— begin Available data —

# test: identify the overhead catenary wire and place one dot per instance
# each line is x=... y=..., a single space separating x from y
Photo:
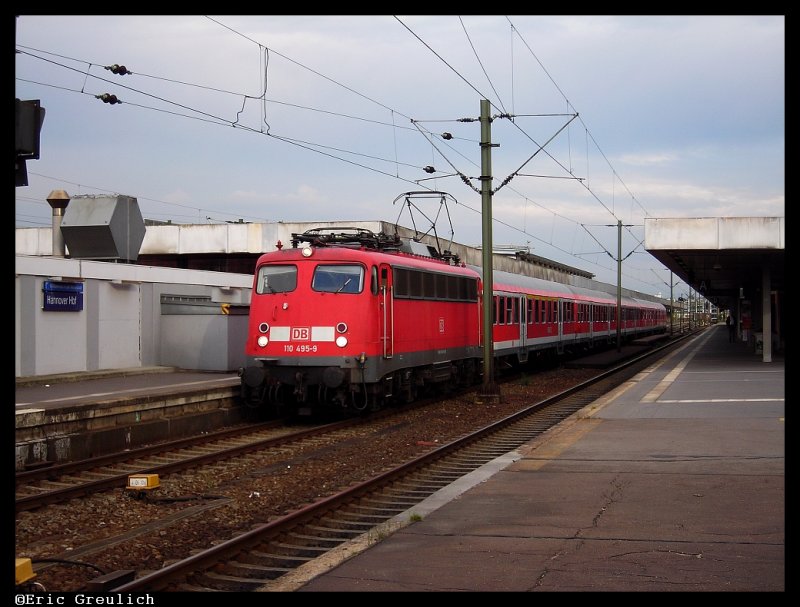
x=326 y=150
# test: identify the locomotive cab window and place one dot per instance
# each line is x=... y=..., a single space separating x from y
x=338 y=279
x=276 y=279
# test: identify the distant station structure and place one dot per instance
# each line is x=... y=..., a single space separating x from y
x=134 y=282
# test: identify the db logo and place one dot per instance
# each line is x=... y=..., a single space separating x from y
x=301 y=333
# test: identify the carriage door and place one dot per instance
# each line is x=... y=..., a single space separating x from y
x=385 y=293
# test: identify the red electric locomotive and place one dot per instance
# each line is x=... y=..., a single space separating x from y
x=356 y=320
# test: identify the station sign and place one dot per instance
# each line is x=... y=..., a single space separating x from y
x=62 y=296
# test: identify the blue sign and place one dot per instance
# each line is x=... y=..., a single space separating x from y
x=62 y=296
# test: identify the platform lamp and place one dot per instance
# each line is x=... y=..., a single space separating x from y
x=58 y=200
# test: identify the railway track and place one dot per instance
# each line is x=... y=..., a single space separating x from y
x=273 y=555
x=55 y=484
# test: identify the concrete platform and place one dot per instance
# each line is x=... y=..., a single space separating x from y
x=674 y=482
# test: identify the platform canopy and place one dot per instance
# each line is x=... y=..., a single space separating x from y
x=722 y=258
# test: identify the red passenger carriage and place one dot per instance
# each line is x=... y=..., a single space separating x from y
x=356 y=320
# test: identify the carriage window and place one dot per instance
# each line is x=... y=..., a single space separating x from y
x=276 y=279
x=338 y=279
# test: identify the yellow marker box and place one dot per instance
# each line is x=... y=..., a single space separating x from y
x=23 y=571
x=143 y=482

— end Available data —
— begin Available data —

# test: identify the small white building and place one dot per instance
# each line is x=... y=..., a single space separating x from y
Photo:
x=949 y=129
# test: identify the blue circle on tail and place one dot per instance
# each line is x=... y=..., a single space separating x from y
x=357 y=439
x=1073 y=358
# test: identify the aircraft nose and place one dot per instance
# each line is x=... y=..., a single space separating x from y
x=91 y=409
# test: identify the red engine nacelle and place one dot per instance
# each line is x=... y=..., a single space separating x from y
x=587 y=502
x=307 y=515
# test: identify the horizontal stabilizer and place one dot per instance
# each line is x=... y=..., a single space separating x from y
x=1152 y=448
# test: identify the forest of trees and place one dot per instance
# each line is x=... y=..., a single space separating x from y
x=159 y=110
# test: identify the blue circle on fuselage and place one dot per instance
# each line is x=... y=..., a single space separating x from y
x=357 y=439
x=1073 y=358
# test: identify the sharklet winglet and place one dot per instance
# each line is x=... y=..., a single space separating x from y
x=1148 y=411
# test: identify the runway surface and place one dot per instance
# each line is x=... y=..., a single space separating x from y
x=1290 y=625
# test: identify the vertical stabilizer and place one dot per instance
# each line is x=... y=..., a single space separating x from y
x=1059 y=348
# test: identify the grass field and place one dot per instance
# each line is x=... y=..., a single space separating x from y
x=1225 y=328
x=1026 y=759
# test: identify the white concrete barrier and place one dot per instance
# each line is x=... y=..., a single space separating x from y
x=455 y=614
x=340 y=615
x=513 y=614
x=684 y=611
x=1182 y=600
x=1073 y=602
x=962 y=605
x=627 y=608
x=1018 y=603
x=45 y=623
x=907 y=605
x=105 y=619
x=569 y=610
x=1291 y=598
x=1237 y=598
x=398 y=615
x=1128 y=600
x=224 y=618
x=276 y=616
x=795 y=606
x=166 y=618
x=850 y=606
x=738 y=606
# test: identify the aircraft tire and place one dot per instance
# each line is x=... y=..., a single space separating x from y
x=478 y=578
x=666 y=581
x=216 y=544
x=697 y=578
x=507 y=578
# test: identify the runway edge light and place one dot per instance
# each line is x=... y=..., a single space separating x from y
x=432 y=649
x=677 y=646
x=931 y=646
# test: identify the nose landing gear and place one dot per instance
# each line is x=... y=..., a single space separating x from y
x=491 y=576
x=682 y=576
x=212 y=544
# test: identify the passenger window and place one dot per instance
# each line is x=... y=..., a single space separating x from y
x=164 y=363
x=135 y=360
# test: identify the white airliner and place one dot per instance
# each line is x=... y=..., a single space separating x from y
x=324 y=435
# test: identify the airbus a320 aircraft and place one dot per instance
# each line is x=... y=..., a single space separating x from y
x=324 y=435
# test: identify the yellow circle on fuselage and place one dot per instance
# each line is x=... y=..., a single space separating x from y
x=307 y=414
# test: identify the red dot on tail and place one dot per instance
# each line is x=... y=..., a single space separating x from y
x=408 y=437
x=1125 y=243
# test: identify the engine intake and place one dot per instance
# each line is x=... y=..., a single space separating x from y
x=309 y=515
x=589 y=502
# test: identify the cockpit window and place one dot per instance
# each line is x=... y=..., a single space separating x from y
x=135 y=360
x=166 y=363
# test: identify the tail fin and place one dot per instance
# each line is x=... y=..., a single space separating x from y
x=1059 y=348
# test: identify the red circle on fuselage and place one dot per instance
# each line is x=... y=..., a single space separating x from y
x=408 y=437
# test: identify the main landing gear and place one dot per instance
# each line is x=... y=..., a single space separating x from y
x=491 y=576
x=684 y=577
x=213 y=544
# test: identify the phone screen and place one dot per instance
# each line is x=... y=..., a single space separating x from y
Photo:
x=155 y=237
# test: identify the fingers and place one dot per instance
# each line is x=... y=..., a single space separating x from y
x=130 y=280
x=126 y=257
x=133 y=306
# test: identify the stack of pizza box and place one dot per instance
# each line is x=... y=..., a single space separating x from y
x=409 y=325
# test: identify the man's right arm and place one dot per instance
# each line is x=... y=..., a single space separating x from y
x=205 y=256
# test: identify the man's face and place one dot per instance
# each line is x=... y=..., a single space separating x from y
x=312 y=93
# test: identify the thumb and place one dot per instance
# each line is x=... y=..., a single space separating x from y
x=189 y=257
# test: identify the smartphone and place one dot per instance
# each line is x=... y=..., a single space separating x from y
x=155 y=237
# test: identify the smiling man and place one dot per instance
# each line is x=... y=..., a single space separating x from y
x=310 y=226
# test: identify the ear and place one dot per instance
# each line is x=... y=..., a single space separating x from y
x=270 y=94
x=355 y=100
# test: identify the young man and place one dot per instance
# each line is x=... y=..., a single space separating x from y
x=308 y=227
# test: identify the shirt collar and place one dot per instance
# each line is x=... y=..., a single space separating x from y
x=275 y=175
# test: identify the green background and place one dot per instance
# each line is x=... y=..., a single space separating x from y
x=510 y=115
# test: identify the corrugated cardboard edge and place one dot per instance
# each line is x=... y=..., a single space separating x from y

— end Available data —

**Directions**
Rewrite the records above as a numbered list, from the line with "# test: identify the overhead" to the line with "x=134 y=282", both lines included. Skip blank lines and leave out the pictures.

**Written response**
1. # test: identify the overhead catenary wire and place one dot per instance
2. # each line is x=... y=..., a single space separating x from y
3. Photo:
4. x=326 y=150
5. # test: identify the locomotive cab window and place one dot per instance
6. # each line is x=... y=..., a single space separating x from y
7. x=338 y=279
8. x=276 y=279
9. # test: identify the distant station structure and place one dot per instance
10. # each line is x=... y=..., a single space separating x from y
11. x=134 y=282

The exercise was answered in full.